Data excerpts

────────────────────────────────────────

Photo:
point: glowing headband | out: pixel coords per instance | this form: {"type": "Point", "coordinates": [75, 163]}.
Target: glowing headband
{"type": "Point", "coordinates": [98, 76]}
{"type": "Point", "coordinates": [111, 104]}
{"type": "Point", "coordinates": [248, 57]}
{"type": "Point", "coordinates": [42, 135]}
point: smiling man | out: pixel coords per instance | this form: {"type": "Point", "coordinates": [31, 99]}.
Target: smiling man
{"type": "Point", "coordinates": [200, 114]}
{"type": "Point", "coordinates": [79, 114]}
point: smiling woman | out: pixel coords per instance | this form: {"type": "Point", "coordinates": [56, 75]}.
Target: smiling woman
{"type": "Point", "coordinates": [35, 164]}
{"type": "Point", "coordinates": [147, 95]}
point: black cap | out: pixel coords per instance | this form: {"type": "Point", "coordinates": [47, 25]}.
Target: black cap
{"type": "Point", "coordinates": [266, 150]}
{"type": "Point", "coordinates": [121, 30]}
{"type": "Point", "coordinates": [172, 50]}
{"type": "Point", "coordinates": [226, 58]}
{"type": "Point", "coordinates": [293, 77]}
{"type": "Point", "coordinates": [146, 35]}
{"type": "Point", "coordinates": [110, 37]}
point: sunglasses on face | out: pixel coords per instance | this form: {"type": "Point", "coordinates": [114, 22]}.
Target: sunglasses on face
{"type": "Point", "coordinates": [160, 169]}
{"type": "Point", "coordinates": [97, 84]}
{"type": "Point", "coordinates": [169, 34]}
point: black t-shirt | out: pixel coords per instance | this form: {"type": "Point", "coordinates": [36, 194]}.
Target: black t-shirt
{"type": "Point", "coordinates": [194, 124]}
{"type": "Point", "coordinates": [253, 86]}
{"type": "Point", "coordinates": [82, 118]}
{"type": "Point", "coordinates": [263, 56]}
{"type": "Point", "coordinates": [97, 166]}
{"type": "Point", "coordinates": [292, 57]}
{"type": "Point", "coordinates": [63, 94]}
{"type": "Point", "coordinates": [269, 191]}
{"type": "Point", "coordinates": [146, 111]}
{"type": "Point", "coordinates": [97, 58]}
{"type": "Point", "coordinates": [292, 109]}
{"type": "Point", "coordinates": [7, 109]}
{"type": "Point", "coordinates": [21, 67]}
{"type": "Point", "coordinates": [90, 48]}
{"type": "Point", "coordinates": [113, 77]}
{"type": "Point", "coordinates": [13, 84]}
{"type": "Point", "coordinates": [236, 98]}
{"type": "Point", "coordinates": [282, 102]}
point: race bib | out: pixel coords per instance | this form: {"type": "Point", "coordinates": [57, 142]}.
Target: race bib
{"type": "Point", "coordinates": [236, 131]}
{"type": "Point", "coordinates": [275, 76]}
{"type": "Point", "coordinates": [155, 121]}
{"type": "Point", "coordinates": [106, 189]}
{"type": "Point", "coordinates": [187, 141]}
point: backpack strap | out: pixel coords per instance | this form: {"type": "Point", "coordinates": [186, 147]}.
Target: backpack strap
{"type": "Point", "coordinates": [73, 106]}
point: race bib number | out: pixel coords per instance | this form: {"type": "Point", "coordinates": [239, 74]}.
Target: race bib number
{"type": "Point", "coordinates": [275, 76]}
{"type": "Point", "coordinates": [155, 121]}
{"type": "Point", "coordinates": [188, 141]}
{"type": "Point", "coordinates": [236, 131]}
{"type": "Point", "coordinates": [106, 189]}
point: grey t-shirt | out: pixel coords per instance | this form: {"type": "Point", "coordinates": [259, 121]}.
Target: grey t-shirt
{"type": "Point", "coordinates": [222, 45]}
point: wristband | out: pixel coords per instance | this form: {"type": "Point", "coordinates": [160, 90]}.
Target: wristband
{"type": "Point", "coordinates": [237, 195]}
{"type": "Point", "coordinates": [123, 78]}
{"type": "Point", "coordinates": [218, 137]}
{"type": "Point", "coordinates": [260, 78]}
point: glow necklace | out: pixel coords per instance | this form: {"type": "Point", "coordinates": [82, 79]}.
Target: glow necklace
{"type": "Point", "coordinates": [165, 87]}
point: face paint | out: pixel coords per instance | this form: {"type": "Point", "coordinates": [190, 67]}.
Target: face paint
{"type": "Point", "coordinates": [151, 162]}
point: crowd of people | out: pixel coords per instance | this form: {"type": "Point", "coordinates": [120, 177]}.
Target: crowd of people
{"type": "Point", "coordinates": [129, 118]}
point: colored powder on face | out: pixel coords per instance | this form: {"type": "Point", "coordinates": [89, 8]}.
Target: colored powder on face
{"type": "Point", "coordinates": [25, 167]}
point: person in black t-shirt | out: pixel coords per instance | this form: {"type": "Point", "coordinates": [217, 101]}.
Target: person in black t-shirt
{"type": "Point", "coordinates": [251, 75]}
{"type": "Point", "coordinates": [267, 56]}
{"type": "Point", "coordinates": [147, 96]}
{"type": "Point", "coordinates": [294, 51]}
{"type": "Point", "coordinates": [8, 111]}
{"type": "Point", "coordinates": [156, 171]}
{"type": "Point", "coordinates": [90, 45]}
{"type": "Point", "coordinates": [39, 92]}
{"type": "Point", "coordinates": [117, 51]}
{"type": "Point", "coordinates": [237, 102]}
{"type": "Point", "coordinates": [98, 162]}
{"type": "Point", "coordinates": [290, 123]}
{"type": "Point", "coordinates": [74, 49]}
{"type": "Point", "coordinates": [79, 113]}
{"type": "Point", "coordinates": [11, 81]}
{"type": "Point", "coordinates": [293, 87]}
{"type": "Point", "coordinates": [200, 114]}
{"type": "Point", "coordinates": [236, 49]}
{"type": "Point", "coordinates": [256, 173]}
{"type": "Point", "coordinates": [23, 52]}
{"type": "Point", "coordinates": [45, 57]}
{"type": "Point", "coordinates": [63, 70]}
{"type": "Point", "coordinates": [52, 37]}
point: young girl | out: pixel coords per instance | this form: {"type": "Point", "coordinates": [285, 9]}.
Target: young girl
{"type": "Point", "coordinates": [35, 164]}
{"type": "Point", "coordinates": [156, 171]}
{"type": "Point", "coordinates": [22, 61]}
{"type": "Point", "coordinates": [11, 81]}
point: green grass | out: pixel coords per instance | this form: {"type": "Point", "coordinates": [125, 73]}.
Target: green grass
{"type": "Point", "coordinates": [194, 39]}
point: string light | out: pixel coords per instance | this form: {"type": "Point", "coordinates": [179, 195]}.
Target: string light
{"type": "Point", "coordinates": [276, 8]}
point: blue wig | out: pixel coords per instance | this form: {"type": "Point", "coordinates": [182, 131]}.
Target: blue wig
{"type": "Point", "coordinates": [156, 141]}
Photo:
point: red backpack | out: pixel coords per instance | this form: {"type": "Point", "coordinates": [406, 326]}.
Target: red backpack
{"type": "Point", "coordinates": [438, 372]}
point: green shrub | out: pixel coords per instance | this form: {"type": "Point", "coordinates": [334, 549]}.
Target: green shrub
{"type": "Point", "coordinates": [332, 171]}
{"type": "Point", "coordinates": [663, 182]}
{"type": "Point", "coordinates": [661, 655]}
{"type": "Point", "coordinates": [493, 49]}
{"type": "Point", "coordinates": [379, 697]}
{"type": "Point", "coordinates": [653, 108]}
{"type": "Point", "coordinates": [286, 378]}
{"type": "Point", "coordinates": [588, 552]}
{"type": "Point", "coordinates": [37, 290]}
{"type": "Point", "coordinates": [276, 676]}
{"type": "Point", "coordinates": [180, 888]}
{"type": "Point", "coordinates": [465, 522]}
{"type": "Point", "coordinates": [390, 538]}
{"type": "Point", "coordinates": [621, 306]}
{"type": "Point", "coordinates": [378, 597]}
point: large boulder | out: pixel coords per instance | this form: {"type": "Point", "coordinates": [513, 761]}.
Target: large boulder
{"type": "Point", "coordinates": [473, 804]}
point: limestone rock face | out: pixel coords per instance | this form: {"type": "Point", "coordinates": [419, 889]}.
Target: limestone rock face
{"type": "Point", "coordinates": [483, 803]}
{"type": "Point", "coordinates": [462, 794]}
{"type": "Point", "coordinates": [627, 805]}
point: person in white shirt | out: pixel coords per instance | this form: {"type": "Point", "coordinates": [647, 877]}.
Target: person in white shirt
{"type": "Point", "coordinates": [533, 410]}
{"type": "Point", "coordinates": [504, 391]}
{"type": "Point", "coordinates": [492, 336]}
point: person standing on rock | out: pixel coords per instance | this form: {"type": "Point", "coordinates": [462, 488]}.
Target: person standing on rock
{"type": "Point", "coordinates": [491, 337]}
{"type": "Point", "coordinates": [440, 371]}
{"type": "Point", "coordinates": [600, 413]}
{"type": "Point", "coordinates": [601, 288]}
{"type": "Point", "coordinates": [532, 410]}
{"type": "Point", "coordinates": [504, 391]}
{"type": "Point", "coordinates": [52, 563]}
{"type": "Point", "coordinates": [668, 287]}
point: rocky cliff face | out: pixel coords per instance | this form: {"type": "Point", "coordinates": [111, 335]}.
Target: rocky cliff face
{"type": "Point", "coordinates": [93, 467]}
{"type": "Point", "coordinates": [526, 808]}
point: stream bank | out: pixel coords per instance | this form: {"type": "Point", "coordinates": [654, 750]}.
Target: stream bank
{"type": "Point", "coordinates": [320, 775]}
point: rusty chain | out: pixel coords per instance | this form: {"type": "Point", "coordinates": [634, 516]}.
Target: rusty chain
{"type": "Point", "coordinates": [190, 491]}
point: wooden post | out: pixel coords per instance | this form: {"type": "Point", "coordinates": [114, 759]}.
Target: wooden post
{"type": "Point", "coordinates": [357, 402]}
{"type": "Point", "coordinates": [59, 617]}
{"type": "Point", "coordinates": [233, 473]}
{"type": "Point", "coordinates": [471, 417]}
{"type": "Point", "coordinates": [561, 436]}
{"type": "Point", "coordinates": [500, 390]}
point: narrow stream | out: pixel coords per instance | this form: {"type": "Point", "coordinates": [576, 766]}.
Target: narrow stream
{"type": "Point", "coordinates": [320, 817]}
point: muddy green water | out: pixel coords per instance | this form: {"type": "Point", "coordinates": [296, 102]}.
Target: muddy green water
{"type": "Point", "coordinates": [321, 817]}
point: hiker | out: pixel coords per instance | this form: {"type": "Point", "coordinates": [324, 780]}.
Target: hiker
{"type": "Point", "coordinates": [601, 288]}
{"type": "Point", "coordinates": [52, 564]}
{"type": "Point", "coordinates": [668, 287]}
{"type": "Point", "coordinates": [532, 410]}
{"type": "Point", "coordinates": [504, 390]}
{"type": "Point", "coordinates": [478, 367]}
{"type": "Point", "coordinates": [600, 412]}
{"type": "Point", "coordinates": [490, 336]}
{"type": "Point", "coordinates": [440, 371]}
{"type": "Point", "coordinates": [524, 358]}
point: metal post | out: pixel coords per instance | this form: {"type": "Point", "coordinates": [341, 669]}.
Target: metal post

────────────────────────────────────────

Action item: Return verbatim each line from the one that mentions "Target: narrow stream" to the end of the entries, inclusive.

Response to the exercise:
Target: narrow stream
{"type": "Point", "coordinates": [320, 817]}
point: muddy green water | out: pixel coords per instance | this form: {"type": "Point", "coordinates": [296, 102]}.
Target: muddy green water
{"type": "Point", "coordinates": [321, 817]}
point: hiker | out: pixel coords per instance | this form: {"type": "Point", "coordinates": [324, 780]}.
Target: hiker
{"type": "Point", "coordinates": [601, 288]}
{"type": "Point", "coordinates": [52, 564]}
{"type": "Point", "coordinates": [668, 287]}
{"type": "Point", "coordinates": [532, 410]}
{"type": "Point", "coordinates": [504, 390]}
{"type": "Point", "coordinates": [478, 367]}
{"type": "Point", "coordinates": [600, 412]}
{"type": "Point", "coordinates": [490, 336]}
{"type": "Point", "coordinates": [440, 371]}
{"type": "Point", "coordinates": [524, 358]}
point: metal post | out: pixel coords per instance | this form: {"type": "Point", "coordinates": [341, 669]}.
Target: metal post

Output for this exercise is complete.